Items from a data source

▼

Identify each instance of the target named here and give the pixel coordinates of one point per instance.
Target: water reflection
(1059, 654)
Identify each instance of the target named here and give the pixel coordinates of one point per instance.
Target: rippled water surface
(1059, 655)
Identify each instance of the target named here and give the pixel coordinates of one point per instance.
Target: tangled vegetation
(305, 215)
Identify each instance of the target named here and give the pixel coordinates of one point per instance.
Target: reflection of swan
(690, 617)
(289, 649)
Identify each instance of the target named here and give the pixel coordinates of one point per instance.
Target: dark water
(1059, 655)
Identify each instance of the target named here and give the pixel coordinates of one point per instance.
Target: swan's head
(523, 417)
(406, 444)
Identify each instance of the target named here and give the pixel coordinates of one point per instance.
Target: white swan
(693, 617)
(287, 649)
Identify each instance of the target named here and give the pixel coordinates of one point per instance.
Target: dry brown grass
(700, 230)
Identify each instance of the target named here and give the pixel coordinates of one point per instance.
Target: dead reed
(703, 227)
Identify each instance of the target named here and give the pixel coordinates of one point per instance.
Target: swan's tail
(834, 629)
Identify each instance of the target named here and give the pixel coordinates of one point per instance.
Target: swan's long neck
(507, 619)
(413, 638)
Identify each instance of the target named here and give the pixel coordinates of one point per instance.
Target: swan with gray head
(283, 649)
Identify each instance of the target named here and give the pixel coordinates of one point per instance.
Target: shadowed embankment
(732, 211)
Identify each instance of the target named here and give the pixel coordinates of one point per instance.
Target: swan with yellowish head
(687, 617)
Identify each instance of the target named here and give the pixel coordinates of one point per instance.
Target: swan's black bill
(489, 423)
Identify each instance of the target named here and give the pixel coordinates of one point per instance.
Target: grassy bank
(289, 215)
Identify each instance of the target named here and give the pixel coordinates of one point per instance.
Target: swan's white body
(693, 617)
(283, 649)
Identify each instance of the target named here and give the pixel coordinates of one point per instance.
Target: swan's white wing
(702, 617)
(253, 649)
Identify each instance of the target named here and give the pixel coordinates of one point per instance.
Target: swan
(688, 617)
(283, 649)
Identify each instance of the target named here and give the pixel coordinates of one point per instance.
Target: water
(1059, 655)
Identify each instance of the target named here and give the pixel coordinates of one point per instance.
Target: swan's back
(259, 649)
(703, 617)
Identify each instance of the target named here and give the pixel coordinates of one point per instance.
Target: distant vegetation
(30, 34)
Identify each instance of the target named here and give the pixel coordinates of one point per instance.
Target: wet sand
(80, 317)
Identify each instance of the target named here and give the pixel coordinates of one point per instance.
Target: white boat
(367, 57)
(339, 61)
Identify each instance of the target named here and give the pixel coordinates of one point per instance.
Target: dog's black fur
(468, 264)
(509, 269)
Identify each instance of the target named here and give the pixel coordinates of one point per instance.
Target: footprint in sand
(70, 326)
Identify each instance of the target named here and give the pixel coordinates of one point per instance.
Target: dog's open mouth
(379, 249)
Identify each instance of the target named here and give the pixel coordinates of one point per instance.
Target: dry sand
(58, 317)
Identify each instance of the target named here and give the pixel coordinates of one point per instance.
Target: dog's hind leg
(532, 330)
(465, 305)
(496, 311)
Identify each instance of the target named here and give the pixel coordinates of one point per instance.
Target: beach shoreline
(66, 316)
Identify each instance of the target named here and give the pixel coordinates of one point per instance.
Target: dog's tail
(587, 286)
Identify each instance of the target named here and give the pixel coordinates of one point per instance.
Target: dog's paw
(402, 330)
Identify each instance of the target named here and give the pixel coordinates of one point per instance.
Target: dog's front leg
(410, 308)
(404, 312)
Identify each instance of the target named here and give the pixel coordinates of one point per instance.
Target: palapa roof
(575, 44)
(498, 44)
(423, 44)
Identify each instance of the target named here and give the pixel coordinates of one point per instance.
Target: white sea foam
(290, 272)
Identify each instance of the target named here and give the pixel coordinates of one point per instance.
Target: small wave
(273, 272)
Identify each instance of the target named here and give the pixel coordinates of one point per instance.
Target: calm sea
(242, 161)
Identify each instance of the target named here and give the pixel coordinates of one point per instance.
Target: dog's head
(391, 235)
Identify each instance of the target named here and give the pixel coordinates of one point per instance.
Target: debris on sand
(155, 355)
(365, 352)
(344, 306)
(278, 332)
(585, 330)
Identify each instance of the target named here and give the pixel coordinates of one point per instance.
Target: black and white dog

▲

The expected output is the lines from the one holding "Target: dog's head" through the last line of the data, exactly as they appear, with nothing before or after.

Target: dog's head
(391, 235)
Identify each instance of the target named here and give the pixel coordinates of one point per instance.
Target: debris on sand
(155, 355)
(365, 352)
(344, 306)
(278, 332)
(585, 330)
Identify each instance of the target named here and give the pixel coordinates of one point per instance.
Target: black and white dog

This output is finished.